> **Reading passage**:
================================

Black Rosy-Finch

Leucosticte atrata
Range Map

Rosy-Finches in winter often roam in mixed flocks with other finch species in alpine forests. In North America we find three species of Rosy-Finch: Gray-Crowned, Brown-Capped, and Black. DNA analysis shows all three are closely related and have an ancestral connection to four Asian Rosy-Finch species.

Taxonomists regard the Black Rosy-Finch as monotypic (i.e. no subspecies).

With spring breeding season, Black Rosy-Finches move to the highest elevations in the Rocky Mountains, well above the treeline. There, they build cup nests in cavities, within caves and old mine shafts. The sites chosen by these birds are so remote, researchers have only found them three times (as of 2002).

================================

> **Provided data**:
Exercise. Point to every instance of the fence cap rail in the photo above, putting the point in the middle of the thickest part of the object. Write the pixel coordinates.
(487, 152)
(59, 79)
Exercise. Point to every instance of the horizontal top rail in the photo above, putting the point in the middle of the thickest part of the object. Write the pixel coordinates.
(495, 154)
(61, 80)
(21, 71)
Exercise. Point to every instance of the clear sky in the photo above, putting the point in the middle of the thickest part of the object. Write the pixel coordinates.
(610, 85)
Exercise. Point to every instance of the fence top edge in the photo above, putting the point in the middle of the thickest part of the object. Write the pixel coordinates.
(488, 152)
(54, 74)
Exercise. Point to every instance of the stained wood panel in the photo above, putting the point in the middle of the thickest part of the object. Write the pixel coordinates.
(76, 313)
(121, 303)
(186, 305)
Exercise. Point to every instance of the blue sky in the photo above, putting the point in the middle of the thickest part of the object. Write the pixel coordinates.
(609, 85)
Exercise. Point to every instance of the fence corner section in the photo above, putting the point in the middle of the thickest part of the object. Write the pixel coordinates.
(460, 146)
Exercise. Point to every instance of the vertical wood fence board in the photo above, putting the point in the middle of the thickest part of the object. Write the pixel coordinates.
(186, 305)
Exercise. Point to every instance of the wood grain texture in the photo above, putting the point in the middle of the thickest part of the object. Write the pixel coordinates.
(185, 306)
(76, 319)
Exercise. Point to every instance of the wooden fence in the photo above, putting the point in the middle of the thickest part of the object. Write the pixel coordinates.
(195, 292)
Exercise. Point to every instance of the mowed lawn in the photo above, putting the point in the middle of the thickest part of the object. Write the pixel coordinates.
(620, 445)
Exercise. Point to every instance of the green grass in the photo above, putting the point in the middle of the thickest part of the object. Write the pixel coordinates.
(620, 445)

================================

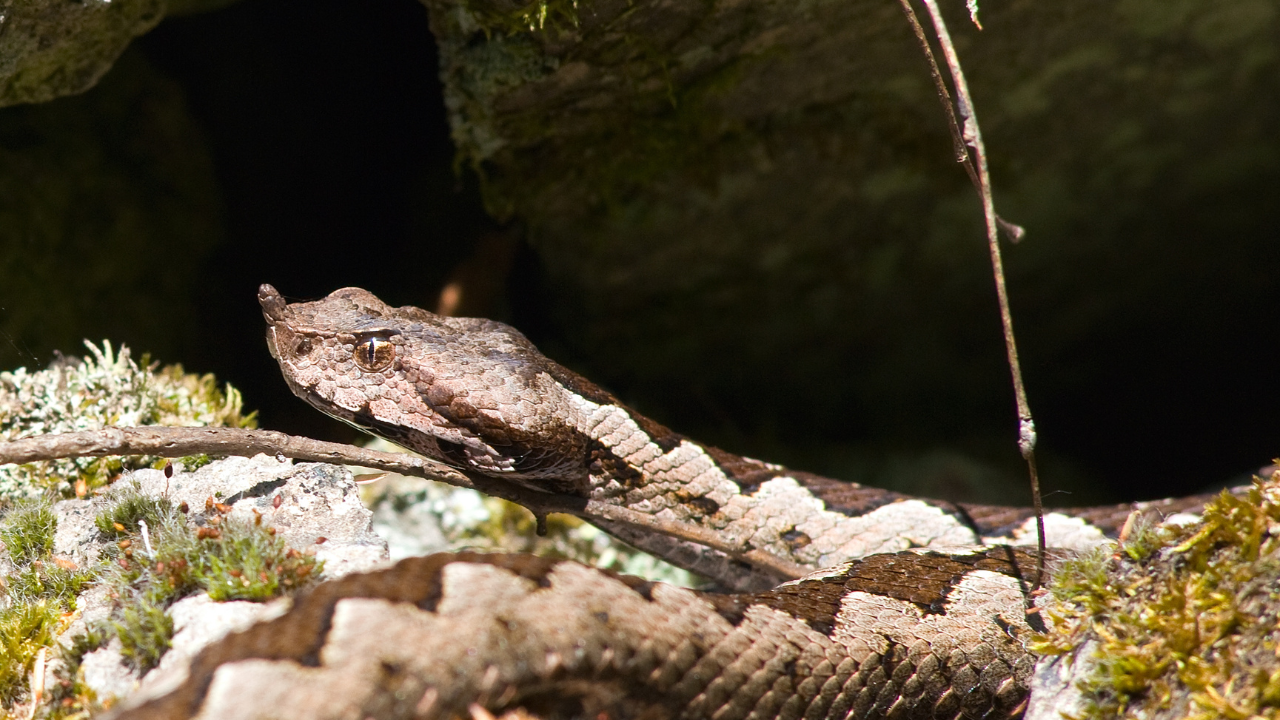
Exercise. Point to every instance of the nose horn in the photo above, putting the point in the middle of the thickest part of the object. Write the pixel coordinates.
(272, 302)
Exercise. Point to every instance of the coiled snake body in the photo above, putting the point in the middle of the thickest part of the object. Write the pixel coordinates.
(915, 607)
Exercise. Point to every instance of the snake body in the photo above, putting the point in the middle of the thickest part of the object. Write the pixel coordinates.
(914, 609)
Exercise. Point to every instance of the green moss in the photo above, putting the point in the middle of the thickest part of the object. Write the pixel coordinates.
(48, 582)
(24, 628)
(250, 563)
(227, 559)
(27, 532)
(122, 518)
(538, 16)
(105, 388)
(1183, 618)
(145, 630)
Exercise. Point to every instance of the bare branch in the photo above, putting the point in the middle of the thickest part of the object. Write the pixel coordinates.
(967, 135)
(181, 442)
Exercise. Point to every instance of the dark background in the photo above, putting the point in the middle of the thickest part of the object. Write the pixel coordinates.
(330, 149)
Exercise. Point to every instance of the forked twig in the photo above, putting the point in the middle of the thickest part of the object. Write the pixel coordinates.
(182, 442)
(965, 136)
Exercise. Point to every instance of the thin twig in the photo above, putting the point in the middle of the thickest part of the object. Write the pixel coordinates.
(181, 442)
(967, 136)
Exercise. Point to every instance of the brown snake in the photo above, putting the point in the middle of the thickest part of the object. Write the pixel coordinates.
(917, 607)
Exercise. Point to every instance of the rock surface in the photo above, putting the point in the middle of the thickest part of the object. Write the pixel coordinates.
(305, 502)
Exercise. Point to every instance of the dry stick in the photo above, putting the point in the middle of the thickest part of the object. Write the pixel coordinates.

================================

> **Exercise set**:
1 > Copy the Black Rosy-Finch passage word for word, starting at the words "Rosy-Finches in winter" and stopping after "(as of 2002).".
2 > Write more of the Black Rosy-Finch passage, picking up after its last sentence.
The entries have no role in this.

> **Per-task outputs**:
1 >
Rosy-Finches in winter often roam in mixed flocks with other finch species in alpine forests. In North America we find three species of Rosy-Finch: Gray-Crowned, Brown-Capped, and Black. DNA analysis shows all three are closely related and have an ancestral connection to four Asian Rosy-Finch species.

Taxonomists regard the Black Rosy-Finch as monotypic (i.e. no subspecies).

With spring breeding season, Black Rosy-Finches move to the highest elevations in the Rocky Mountains, well above the treeline. There, they build cup nests in cavities, within caves and old mine shafts. The sites chosen by these birds are so remote, researchers have only found them three times (as of 2002).

2 >
Given the remoteness of the nesting territory for Black Rosy-Finches, it is understandable that winter is when we usually see these birds.

My only meeting to date was at the crest of the Sandia Mountains in New Mexico, at 10,679′ elevation. It was mid-December, when even a warm sunny day can be freezing. The Black Rosy-Finches were in a mixed flock with Gray-Crowned Rosy-Finches, too far away for good close-up shots, and back-lit from a bright sun. I regret that the conditions prevented the intimacy I would have liked to enjoy. Ah well! I’ll take what I’m offered.